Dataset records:
----
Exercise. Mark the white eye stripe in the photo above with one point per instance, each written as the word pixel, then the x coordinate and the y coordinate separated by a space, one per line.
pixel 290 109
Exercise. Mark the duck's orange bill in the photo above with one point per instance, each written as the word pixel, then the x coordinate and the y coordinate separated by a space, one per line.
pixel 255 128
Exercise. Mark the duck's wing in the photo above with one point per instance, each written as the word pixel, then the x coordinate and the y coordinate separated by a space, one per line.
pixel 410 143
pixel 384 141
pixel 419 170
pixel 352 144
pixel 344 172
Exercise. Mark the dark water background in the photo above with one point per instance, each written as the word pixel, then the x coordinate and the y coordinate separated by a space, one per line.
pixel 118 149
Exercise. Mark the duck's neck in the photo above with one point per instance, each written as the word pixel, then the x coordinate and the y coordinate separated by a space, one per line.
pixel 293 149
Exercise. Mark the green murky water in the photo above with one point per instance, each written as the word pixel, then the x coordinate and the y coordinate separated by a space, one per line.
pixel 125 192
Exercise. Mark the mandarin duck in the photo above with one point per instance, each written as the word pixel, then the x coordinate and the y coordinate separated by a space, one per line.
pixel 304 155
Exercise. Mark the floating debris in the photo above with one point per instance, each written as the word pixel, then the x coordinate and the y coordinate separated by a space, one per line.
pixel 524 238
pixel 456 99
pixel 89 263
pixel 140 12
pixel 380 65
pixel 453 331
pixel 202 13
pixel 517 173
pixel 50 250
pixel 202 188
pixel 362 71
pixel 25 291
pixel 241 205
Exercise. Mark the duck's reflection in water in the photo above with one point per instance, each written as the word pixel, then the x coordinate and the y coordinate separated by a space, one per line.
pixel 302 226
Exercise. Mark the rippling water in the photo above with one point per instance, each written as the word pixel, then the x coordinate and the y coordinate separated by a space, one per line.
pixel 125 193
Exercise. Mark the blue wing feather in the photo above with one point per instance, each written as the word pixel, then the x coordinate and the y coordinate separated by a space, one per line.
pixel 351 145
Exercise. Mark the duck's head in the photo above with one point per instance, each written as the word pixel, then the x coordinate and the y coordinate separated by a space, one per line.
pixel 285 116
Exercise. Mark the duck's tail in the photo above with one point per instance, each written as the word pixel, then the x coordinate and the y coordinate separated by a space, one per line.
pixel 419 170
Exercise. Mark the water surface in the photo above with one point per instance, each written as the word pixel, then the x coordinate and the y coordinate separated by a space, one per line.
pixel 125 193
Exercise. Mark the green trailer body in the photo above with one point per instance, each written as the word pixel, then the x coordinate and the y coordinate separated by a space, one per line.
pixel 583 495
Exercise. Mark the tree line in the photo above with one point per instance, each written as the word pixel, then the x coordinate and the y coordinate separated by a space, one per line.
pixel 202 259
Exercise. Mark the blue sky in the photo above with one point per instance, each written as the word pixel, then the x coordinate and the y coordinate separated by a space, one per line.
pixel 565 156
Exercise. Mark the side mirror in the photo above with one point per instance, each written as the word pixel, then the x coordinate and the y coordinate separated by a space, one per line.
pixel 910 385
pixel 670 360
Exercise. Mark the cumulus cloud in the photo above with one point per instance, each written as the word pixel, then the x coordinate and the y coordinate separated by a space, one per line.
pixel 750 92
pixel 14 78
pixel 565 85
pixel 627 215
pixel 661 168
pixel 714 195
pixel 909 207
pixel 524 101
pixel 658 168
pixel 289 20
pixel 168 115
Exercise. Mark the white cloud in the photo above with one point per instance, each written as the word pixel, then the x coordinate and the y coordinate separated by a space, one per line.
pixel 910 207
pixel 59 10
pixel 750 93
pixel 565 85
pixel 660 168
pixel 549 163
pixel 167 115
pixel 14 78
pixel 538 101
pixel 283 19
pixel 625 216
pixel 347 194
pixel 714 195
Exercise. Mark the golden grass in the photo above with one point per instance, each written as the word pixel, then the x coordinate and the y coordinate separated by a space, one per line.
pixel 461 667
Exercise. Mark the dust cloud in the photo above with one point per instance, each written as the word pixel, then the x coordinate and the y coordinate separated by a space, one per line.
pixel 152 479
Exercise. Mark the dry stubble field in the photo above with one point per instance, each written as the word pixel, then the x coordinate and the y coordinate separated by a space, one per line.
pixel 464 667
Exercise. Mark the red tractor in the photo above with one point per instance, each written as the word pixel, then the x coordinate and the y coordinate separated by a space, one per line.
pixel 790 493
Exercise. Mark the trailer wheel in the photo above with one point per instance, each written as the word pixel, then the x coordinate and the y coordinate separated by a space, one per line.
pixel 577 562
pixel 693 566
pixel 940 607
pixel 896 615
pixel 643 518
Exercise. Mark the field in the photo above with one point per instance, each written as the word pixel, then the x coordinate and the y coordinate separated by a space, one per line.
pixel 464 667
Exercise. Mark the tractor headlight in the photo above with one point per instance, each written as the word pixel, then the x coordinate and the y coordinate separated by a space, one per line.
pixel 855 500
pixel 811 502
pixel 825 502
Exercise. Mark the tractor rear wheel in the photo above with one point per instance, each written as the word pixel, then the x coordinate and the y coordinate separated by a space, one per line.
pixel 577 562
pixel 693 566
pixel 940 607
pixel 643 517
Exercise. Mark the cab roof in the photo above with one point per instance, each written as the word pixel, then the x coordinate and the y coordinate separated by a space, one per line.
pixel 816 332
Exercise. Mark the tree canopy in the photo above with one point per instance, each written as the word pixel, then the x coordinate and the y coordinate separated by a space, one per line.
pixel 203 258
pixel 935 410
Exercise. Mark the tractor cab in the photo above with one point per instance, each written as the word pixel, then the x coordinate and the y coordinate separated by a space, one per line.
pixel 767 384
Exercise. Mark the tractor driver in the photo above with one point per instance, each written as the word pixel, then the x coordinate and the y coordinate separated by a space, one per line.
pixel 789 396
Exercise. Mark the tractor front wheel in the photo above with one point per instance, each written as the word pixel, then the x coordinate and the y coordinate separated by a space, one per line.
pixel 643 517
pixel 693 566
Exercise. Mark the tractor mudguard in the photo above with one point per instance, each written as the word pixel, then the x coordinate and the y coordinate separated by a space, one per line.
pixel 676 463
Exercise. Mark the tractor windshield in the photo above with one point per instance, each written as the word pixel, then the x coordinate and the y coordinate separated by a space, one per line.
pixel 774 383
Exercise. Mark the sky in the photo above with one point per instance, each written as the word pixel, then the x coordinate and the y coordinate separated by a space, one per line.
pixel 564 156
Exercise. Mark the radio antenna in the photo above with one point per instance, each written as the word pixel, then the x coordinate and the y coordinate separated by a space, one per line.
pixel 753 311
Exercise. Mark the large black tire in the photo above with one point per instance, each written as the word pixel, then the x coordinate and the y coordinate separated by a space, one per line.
----
Task statement
Turn every line of the items above into a JSON list of strings, one string per line, leaving out blank lines.

Written reply
[
  "Exercise. Mark the white eye stripe in the photo above with one point per instance, each written as the word pixel, then the x coordinate and the y coordinate separated by a space, one per line.",
  "pixel 290 109",
  "Exercise. Mark the duck's orange bill in the photo above with one point per instance, each written as the word pixel, then the x coordinate and the y coordinate separated by a space, one per line.",
  "pixel 255 128",
  "Exercise. Mark the duck's wing in the photo above with one point per instance, each written as the word pixel, then the x coordinate and the y coordinate separated by a space, one per line.",
  "pixel 410 143",
  "pixel 384 141",
  "pixel 419 170",
  "pixel 352 144",
  "pixel 344 172",
  "Exercise. Mark the dark water background in the photo above with one point per instance, each written as the word pixel, then the x coordinate and the y coordinate separated by a space, one per line.",
  "pixel 118 149",
  "Exercise. Mark the duck's neck in the photo above with one point per instance, each written as the word pixel, then the x coordinate and the y coordinate separated by a space, one per line.",
  "pixel 293 149",
  "Exercise. Mark the green murky water in the photo above with one point per instance, each written as the word pixel, then the x coordinate and the y coordinate separated by a space, one per line.",
  "pixel 125 192",
  "Exercise. Mark the mandarin duck in the photo above with one point per instance, each written as the word pixel, then the x coordinate and the y coordinate separated by a space, one per line.",
  "pixel 304 155",
  "Exercise. Mark the floating debris in the photo above with one point per instance, each written as the word pixel, then the x coordinate and the y coordinate separated by a space, one per line.",
  "pixel 524 238",
  "pixel 456 99",
  "pixel 89 263",
  "pixel 140 12",
  "pixel 380 65",
  "pixel 453 331",
  "pixel 202 13",
  "pixel 517 173",
  "pixel 50 250",
  "pixel 202 188",
  "pixel 362 71",
  "pixel 25 291",
  "pixel 241 205",
  "Exercise. Mark the duck's reflection in water in the photo above with one point per instance, each written as the word pixel, then the x coordinate and the y coordinate separated by a space, one per line.",
  "pixel 302 226",
  "Exercise. Mark the rippling water in the photo above with one point per instance, each written as the word pixel, then the x coordinate and the y coordinate separated by a space, one per line.",
  "pixel 125 193",
  "Exercise. Mark the blue wing feather in the photo above with one point per instance, each written as the word pixel, then the x coordinate and the y coordinate separated by a space, one per line.",
  "pixel 351 145",
  "Exercise. Mark the duck's head in the photo above with one point per instance, each written as the word pixel, then the x coordinate and the y coordinate separated by a space, one per line.",
  "pixel 285 116",
  "Exercise. Mark the duck's tail in the photo above with one point per instance, each written as the word pixel, then the x coordinate and the y coordinate separated by a space, one per line.",
  "pixel 419 170",
  "Exercise. Mark the water surface in the photo above with one point per instance, each written as the word pixel, then the x coordinate and the y coordinate separated by a space, one per line.",
  "pixel 125 193",
  "Exercise. Mark the green trailer body in the photo above with one point per instance, each written as the word pixel, then the x coordinate and the y coordinate separated by a space, one per line.",
  "pixel 583 495",
  "Exercise. Mark the tree line in the photo above with one point per instance, each written as the word pixel, then the x coordinate and the y coordinate separated by a space, one per line.",
  "pixel 202 259",
  "Exercise. Mark the blue sky in the photo above with one point per instance, each written as the word pixel, then the x coordinate and the y coordinate separated by a space, one per line.",
  "pixel 565 156",
  "Exercise. Mark the side mirror in the photo above with one point per instance, each written as the word pixel, then the x coordinate and the y coordinate separated by a space, one per line.",
  "pixel 910 385",
  "pixel 670 360",
  "Exercise. Mark the cumulus cloud in the photo above with one point per instance, each written as the word pixel, then the x coordinate and the y coordinate separated by a space, one per line.",
  "pixel 750 92",
  "pixel 14 78",
  "pixel 565 85",
  "pixel 627 215",
  "pixel 661 168",
  "pixel 714 195",
  "pixel 909 207",
  "pixel 524 101",
  "pixel 658 168",
  "pixel 289 20",
  "pixel 168 115",
  "Exercise. Mark the white cloud in the photo above with one point per instance, each written as the word pixel, then the x coordinate and the y coordinate separated by a space, one per line.",
  "pixel 910 207",
  "pixel 59 10",
  "pixel 750 93",
  "pixel 565 85",
  "pixel 660 168",
  "pixel 549 163",
  "pixel 167 115",
  "pixel 14 78",
  "pixel 538 101",
  "pixel 283 19",
  "pixel 625 216",
  "pixel 347 194",
  "pixel 714 195",
  "Exercise. Mark the golden grass in the photo above with one point per instance, each written as the word pixel, then the x coordinate and the y coordinate separated by a space, one per line.",
  "pixel 461 667",
  "Exercise. Mark the dust cloud in the photo above with one point per instance, each written as the word pixel, then the x coordinate and the y coordinate separated by a space, one per line.",
  "pixel 152 479",
  "Exercise. Mark the dry stubble field in the photo above with one point per instance, each written as the word pixel, then the x coordinate and the y coordinate separated by a space, one per line.",
  "pixel 464 667",
  "Exercise. Mark the red tractor in the photo above with one point per instance, each written as the word pixel, then the x coordinate and the y coordinate separated by a space, one per line.",
  "pixel 790 493",
  "Exercise. Mark the trailer wheel in the photo above with one point per instance, each written as the word pixel, then the x coordinate and the y coordinate separated by a space, one per line.",
  "pixel 577 562",
  "pixel 693 566",
  "pixel 940 607",
  "pixel 896 615",
  "pixel 643 518",
  "Exercise. Mark the field in the photo above with one point per instance, each written as the word pixel, then the x coordinate and the y coordinate separated by a space, one per line.",
  "pixel 464 667",
  "Exercise. Mark the tractor headlight in the photo above with one point per instance, each written as the word pixel, then the x coordinate and the y coordinate separated by a space, one per line.",
  "pixel 855 500",
  "pixel 811 502",
  "pixel 825 502",
  "Exercise. Mark the tractor rear wheel in the photo above with one point per instance, each written as the word pixel, then the x coordinate and the y coordinate separated by a space, one per line.",
  "pixel 577 562",
  "pixel 693 566",
  "pixel 940 607",
  "pixel 643 517",
  "Exercise. Mark the cab roof in the photo above with one point per instance, each written as the word pixel, then the x coordinate and the y coordinate separated by a space, one per line.",
  "pixel 816 332",
  "Exercise. Mark the tree canopy in the photo above with one point per instance, each written as the word pixel, then the x coordinate and the y coordinate separated by a space, one per line.",
  "pixel 203 258",
  "pixel 935 410",
  "Exercise. Mark the tractor cab in the photo above with one point per instance, each written as the word pixel, then the x coordinate and the y coordinate separated by a space, one per line.",
  "pixel 767 384",
  "Exercise. Mark the tractor driver in the photo above with one point per instance, each written as the word pixel, then the x coordinate and the y coordinate separated by a space, one per line.",
  "pixel 789 396",
  "Exercise. Mark the tractor front wheel in the photo above with one point per instance, each written as the word pixel, then the x coordinate and the y coordinate separated by a space, one per line.",
  "pixel 643 517",
  "pixel 693 566",
  "Exercise. Mark the tractor mudguard in the photo above with one point per instance, each written as the word pixel, then the x coordinate and the y coordinate separated by a space, one per line.",
  "pixel 676 463",
  "Exercise. Mark the tractor windshield in the photo above with one point per instance, each written as the word pixel, then the x coordinate and the y coordinate separated by a space, one per line.",
  "pixel 774 383",
  "Exercise. Mark the sky in the photo above with one point per instance, each written as the word pixel, then the x coordinate and the y coordinate separated by a space, one per line.",
  "pixel 564 156",
  "Exercise. Mark the radio antenna in the photo above with one point per instance, each written as the word pixel, then the x coordinate and the y coordinate separated by a space, one per line.",
  "pixel 753 311",
  "Exercise. Mark the large black tire in the photo above with one point per instance, each written as the word pixel, then the x coordinate and the y coordinate separated by a space, one per line."
]